>>>>

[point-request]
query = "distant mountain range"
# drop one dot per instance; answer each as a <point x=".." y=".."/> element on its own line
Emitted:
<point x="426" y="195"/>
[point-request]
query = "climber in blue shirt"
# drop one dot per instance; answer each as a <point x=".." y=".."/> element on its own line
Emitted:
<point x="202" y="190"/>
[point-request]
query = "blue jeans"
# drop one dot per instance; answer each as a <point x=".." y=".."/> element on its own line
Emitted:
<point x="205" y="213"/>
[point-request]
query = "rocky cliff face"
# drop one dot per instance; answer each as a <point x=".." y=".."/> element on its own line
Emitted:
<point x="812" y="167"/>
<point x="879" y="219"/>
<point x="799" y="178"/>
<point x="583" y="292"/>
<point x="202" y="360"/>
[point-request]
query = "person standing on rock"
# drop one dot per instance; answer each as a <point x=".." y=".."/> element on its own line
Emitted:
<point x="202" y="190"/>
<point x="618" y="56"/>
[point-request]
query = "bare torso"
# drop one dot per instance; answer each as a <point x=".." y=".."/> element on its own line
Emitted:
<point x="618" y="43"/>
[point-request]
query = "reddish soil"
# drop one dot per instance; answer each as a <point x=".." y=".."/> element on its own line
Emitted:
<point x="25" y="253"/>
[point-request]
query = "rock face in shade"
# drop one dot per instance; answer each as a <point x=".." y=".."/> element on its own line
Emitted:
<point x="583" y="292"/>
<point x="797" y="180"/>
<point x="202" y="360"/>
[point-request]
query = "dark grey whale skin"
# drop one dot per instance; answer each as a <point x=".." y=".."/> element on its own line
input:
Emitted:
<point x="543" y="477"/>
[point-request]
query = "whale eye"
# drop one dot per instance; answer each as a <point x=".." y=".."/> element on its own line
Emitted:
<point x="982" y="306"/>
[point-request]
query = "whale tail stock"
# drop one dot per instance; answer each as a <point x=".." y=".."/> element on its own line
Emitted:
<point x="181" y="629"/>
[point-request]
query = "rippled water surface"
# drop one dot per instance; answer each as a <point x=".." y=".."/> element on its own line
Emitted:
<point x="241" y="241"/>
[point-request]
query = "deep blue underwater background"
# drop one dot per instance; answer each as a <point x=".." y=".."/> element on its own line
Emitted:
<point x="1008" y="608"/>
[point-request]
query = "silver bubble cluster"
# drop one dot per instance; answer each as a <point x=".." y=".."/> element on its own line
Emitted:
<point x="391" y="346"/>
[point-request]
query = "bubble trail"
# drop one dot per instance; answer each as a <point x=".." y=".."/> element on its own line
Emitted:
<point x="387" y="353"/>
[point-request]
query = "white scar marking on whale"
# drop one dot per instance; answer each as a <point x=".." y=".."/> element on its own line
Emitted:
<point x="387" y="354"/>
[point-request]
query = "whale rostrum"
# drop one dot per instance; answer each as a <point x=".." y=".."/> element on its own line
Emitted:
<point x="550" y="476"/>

<<<<
>>>>

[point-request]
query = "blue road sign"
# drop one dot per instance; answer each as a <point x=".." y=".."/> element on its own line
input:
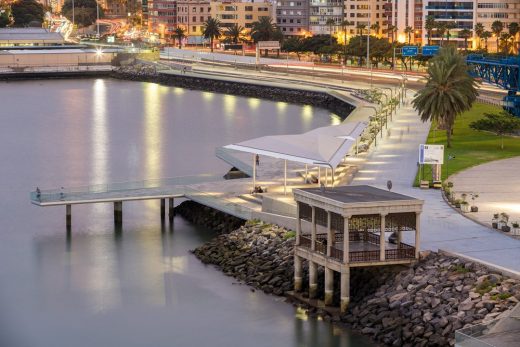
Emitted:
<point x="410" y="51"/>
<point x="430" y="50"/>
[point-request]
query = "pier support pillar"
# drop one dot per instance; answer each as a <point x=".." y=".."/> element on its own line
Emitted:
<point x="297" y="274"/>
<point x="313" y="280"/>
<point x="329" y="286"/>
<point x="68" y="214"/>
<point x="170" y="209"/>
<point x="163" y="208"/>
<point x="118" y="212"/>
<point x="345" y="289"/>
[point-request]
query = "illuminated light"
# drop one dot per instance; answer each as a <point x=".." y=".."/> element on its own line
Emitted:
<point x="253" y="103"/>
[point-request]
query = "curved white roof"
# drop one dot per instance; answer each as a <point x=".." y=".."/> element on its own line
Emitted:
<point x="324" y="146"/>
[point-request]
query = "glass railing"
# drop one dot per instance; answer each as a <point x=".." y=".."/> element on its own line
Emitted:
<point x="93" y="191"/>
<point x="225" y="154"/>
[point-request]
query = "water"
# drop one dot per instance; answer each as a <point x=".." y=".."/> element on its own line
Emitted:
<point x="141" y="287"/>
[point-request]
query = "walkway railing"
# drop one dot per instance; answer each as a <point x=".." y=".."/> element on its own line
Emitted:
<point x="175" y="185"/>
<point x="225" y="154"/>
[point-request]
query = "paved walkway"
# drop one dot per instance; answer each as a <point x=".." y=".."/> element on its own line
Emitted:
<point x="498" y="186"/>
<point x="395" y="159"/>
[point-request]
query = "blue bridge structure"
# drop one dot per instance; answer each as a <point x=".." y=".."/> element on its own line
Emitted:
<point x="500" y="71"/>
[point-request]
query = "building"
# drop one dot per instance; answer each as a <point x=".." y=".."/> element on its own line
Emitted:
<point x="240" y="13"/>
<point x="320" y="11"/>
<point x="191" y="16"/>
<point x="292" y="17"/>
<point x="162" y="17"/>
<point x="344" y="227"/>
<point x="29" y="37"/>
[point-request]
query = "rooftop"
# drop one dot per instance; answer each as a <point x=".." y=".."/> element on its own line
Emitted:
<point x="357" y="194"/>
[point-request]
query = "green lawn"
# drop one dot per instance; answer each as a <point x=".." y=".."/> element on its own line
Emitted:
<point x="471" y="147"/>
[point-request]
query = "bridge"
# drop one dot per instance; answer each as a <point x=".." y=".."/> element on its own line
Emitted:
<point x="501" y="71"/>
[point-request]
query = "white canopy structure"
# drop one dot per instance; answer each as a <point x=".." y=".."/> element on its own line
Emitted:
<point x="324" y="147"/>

<<<<
>>>>

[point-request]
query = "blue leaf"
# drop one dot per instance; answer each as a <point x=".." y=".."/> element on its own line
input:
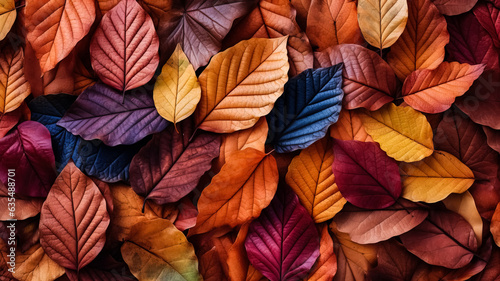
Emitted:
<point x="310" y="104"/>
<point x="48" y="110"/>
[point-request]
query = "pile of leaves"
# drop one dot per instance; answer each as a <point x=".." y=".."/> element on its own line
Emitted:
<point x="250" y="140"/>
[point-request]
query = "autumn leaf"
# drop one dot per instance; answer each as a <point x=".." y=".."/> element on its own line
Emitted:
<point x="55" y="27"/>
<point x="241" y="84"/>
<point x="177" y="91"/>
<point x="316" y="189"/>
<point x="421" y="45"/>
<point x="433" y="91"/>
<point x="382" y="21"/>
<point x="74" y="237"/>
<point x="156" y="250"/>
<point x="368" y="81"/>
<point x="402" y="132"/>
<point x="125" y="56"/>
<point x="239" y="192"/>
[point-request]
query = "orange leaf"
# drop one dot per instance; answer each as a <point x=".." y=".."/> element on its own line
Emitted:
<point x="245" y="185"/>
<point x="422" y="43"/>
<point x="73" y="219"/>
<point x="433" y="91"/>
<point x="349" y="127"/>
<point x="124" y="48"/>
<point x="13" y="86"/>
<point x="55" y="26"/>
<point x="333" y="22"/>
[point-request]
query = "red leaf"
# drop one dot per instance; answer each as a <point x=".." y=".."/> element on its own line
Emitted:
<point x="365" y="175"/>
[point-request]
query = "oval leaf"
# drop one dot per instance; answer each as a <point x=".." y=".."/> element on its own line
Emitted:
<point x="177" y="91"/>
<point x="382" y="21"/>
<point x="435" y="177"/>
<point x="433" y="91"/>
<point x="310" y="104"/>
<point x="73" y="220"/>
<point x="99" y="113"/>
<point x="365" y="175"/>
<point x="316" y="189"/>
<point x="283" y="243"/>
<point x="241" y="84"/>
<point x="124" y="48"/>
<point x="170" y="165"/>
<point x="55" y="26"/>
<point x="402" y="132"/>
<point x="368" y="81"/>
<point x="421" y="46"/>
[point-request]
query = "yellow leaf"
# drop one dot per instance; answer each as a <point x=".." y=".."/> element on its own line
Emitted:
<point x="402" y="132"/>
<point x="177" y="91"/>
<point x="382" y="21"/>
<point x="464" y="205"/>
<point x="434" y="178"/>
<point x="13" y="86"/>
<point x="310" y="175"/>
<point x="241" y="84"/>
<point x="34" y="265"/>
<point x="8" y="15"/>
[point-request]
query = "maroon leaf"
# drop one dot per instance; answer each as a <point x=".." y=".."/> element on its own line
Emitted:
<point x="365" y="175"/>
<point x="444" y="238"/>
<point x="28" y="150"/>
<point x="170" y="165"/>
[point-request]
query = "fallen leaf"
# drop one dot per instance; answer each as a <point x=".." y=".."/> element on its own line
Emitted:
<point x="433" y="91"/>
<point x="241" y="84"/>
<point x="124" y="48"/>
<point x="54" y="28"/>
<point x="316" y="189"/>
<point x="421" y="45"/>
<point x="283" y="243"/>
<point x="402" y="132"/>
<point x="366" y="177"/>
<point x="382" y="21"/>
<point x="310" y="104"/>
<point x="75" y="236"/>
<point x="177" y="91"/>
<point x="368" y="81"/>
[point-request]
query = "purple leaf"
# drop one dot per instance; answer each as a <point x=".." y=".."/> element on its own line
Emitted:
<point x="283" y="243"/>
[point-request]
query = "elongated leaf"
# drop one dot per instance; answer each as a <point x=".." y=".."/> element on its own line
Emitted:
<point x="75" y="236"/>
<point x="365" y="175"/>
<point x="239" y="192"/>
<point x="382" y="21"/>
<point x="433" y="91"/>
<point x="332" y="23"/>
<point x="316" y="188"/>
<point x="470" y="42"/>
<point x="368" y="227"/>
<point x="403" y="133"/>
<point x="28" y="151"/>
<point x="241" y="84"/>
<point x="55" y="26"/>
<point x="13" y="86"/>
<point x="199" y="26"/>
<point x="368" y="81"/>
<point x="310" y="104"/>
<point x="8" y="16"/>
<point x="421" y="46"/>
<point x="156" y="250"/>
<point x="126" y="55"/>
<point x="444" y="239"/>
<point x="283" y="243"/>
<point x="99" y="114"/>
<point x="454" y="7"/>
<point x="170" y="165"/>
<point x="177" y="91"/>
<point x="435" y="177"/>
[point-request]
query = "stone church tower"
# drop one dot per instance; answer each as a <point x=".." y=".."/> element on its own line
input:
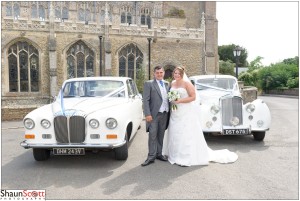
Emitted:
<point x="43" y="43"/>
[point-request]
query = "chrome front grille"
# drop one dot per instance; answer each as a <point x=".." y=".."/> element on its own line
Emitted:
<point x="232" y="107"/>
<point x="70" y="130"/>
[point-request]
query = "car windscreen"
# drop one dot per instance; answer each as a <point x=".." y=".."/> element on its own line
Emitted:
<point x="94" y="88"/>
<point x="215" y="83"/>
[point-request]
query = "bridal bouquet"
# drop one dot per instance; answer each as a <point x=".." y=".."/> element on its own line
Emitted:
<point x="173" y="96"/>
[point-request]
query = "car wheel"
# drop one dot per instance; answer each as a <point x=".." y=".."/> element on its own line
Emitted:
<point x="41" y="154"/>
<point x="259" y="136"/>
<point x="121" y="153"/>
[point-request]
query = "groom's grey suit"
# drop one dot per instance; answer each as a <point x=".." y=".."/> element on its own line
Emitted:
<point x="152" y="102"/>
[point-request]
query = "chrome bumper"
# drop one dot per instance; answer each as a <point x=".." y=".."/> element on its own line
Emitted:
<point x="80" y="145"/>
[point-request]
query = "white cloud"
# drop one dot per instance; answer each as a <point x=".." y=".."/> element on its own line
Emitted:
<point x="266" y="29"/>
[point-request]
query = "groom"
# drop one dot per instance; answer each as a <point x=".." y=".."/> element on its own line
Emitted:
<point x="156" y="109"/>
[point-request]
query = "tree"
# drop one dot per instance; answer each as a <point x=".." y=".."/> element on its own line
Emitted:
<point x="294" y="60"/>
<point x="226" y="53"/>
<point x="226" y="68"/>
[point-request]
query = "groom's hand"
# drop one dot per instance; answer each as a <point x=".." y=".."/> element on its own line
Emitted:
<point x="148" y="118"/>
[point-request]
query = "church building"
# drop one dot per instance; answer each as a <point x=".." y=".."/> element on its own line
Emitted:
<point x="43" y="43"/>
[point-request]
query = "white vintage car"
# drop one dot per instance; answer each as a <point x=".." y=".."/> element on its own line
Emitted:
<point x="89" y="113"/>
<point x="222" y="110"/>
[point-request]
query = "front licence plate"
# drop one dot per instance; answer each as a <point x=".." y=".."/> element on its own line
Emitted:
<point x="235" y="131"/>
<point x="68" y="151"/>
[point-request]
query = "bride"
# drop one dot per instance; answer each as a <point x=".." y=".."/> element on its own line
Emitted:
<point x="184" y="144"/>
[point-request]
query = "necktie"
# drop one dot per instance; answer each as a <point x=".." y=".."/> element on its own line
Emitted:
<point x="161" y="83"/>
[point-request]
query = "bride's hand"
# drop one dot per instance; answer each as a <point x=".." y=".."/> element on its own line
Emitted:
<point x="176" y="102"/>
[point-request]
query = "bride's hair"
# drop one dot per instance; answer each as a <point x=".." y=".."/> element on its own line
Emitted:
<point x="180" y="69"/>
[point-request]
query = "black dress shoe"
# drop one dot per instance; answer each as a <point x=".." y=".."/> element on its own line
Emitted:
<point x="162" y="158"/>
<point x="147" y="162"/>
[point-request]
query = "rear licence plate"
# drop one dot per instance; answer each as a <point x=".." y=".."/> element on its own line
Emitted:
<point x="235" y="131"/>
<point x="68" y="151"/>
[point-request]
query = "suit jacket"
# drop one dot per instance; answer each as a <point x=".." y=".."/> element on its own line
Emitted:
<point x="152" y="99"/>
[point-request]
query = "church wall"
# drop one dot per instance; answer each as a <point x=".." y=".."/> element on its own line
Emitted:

<<<<

**SET PROBLEM:** How many lines in the records above contain the string "railing"? Case counts. Reply with the number alone.

**FINAL RESULT:** 2